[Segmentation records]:

---------------

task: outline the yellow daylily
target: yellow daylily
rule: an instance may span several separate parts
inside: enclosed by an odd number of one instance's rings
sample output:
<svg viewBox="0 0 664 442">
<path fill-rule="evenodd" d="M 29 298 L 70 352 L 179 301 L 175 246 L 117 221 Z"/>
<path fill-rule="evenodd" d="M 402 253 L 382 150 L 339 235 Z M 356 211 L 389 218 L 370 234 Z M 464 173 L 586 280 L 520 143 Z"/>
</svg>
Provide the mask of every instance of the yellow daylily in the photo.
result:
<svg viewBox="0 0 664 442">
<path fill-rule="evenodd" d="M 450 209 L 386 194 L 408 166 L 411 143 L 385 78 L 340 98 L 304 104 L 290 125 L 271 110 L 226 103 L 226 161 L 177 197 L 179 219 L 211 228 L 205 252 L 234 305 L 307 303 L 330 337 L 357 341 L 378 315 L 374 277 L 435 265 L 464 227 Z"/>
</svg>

---------------

[What to work on]:
Render every line of the records above as a Markdown table with two columns, Row and Line, leaving out any blank lines.

[Answer]:
| Row | Line |
|---|---|
| 1 | task: outline the yellow daylily |
| 2 | target: yellow daylily |
| 3 | rule: an instance may span several separate parts |
| 4 | inside: enclosed by an odd number of one instance's rings |
| 5 | sample output: |
| 6 | <svg viewBox="0 0 664 442"> |
| 7 | <path fill-rule="evenodd" d="M 29 298 L 70 352 L 179 301 L 175 246 L 117 221 Z"/> |
| 8 | <path fill-rule="evenodd" d="M 402 253 L 382 150 L 339 235 Z M 356 211 L 389 218 L 370 234 Z M 464 173 L 586 280 L 520 143 Z"/> |
| 9 | </svg> |
| 10 | Provide the mask of every instance of the yellow daylily in the photo. |
| 11 | result: |
| 12 | <svg viewBox="0 0 664 442"> |
| 13 | <path fill-rule="evenodd" d="M 450 209 L 386 194 L 408 166 L 411 143 L 385 78 L 340 98 L 304 104 L 290 125 L 271 110 L 226 103 L 226 161 L 177 197 L 179 219 L 211 228 L 205 252 L 234 305 L 307 303 L 330 337 L 357 341 L 378 315 L 374 277 L 435 265 L 464 227 Z"/> |
| 14 | </svg> |